**The problem**. Your response should consist of the records, reproduced exactly.

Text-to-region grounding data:
=== Section Start ===

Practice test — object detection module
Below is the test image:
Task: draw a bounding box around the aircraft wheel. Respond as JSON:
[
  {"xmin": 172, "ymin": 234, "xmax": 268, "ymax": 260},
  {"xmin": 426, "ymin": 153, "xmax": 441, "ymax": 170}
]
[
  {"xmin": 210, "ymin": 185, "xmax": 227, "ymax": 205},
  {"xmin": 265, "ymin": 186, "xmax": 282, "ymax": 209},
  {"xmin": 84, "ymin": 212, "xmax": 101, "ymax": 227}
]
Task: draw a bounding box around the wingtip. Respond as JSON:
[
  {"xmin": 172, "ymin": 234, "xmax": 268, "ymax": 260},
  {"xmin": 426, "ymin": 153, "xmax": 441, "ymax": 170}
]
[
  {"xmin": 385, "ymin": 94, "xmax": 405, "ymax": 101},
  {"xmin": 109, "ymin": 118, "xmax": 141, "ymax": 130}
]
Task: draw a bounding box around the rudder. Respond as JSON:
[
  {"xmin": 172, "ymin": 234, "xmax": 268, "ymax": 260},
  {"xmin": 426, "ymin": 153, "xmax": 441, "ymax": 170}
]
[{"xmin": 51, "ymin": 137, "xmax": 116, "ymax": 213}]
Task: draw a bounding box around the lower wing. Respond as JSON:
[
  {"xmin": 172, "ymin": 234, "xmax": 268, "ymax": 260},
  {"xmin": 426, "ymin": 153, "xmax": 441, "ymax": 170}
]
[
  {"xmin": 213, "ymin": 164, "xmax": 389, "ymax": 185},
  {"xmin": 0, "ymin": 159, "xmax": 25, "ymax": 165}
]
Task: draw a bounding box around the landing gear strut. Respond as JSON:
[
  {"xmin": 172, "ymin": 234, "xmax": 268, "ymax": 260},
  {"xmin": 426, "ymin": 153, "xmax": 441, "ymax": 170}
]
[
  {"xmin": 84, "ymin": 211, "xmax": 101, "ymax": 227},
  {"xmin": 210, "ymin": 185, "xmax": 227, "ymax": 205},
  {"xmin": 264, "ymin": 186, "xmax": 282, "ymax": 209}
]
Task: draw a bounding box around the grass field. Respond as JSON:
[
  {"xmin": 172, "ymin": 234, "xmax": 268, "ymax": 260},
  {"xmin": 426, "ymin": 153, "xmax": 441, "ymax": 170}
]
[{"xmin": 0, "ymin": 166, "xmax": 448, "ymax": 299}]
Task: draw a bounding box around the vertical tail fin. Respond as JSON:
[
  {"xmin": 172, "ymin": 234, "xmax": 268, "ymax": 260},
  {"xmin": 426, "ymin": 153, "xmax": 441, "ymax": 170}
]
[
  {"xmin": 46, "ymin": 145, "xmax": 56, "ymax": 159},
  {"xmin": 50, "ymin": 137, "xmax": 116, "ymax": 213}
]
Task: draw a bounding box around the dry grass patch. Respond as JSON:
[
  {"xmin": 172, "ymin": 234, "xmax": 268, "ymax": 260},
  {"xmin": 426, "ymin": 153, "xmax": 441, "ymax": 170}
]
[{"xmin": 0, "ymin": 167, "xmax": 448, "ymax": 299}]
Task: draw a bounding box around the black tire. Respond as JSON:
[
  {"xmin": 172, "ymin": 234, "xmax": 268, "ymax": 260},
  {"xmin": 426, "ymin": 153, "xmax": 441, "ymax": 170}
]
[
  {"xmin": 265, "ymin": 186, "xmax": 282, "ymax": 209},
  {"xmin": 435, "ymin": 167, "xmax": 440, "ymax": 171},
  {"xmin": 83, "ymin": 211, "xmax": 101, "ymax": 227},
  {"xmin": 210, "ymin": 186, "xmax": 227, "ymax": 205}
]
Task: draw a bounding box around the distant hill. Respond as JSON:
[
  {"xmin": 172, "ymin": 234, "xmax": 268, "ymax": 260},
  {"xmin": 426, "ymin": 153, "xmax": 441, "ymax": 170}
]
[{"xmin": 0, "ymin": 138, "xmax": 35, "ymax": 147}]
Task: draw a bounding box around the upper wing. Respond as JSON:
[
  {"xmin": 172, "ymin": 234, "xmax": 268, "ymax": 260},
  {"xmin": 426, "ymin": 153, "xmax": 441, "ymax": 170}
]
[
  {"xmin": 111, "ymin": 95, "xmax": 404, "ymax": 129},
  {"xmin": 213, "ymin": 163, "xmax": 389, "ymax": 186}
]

=== Section End ===

**Written answer**.
Practice test — object detection module
Below is the test image:
Task: draw a bounding box around the aircraft wheel. Respond as JSON:
[
  {"xmin": 172, "ymin": 234, "xmax": 268, "ymax": 260},
  {"xmin": 426, "ymin": 153, "xmax": 441, "ymax": 170}
]
[
  {"xmin": 210, "ymin": 185, "xmax": 227, "ymax": 205},
  {"xmin": 265, "ymin": 186, "xmax": 282, "ymax": 209},
  {"xmin": 84, "ymin": 212, "xmax": 101, "ymax": 227}
]
Task: draw a bounding box around the wingtip. Respond as JSON:
[
  {"xmin": 172, "ymin": 234, "xmax": 268, "ymax": 260},
  {"xmin": 426, "ymin": 153, "xmax": 441, "ymax": 170}
]
[
  {"xmin": 385, "ymin": 94, "xmax": 405, "ymax": 101},
  {"xmin": 109, "ymin": 118, "xmax": 141, "ymax": 130}
]
Task: draw a bounding box around the rudder. Respond as JSON:
[
  {"xmin": 172, "ymin": 234, "xmax": 268, "ymax": 260},
  {"xmin": 426, "ymin": 153, "xmax": 441, "ymax": 170}
]
[{"xmin": 51, "ymin": 137, "xmax": 116, "ymax": 213}]
Task: draw a bounding box around the lower wing. Respond as JSON:
[
  {"xmin": 172, "ymin": 234, "xmax": 268, "ymax": 260},
  {"xmin": 426, "ymin": 153, "xmax": 441, "ymax": 170}
]
[
  {"xmin": 213, "ymin": 164, "xmax": 389, "ymax": 185},
  {"xmin": 0, "ymin": 159, "xmax": 25, "ymax": 165}
]
Task: draw a bounding box around the landing gear strut. Respond as JSON:
[
  {"xmin": 172, "ymin": 234, "xmax": 268, "ymax": 260},
  {"xmin": 426, "ymin": 153, "xmax": 441, "ymax": 170}
]
[
  {"xmin": 84, "ymin": 211, "xmax": 101, "ymax": 227},
  {"xmin": 210, "ymin": 185, "xmax": 227, "ymax": 205},
  {"xmin": 264, "ymin": 186, "xmax": 282, "ymax": 209}
]
Task: draw a bounding box around the grass field. Respond as JSON:
[
  {"xmin": 172, "ymin": 234, "xmax": 268, "ymax": 260},
  {"xmin": 426, "ymin": 153, "xmax": 441, "ymax": 170}
]
[{"xmin": 0, "ymin": 166, "xmax": 448, "ymax": 299}]
Task: draw a bounding box around the vertical tail fin. Respond as JSON:
[
  {"xmin": 172, "ymin": 234, "xmax": 268, "ymax": 260},
  {"xmin": 426, "ymin": 153, "xmax": 441, "ymax": 170}
]
[
  {"xmin": 46, "ymin": 145, "xmax": 56, "ymax": 159},
  {"xmin": 50, "ymin": 137, "xmax": 116, "ymax": 213}
]
Task: draw a bounding box around the dry grass patch. Respond as JSON:
[
  {"xmin": 172, "ymin": 234, "xmax": 268, "ymax": 260},
  {"xmin": 426, "ymin": 153, "xmax": 441, "ymax": 170}
]
[{"xmin": 0, "ymin": 167, "xmax": 448, "ymax": 299}]
Task: draw a bounding box around the black tire. Respond as JSON:
[
  {"xmin": 172, "ymin": 234, "xmax": 268, "ymax": 260},
  {"xmin": 426, "ymin": 153, "xmax": 441, "ymax": 170}
]
[
  {"xmin": 265, "ymin": 186, "xmax": 282, "ymax": 209},
  {"xmin": 435, "ymin": 167, "xmax": 440, "ymax": 171},
  {"xmin": 83, "ymin": 211, "xmax": 101, "ymax": 227},
  {"xmin": 210, "ymin": 186, "xmax": 227, "ymax": 205}
]
Task: draw a bounding box around the distant hill. Respond as JSON:
[
  {"xmin": 172, "ymin": 234, "xmax": 268, "ymax": 260},
  {"xmin": 426, "ymin": 153, "xmax": 441, "ymax": 170}
]
[{"xmin": 0, "ymin": 138, "xmax": 35, "ymax": 147}]
Task: draw a bounding box around the upper wing. Respond as JSON:
[
  {"xmin": 172, "ymin": 234, "xmax": 268, "ymax": 260},
  {"xmin": 426, "ymin": 153, "xmax": 441, "ymax": 170}
]
[
  {"xmin": 111, "ymin": 95, "xmax": 404, "ymax": 129},
  {"xmin": 213, "ymin": 163, "xmax": 389, "ymax": 186}
]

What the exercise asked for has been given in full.